start Exercise data

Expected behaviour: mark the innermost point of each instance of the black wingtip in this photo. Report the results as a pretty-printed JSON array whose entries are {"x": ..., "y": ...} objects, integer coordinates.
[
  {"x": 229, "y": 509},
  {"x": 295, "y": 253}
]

end Exercise data

Task requirements:
Rescale these lines by repeating each one in full, request included, with every x and y coordinate in the answers multiplied by 2.5. Round each result to a whole number, rounding halves up.

Result for this task:
Expected behaviour: mark the innermost point of each instance of the black wingtip in this photo. Report the results as a pretty-printed JSON array whose entries are {"x": ..., "y": ...} objects, integer coordinates.
[
  {"x": 573, "y": 1273},
  {"x": 738, "y": 633}
]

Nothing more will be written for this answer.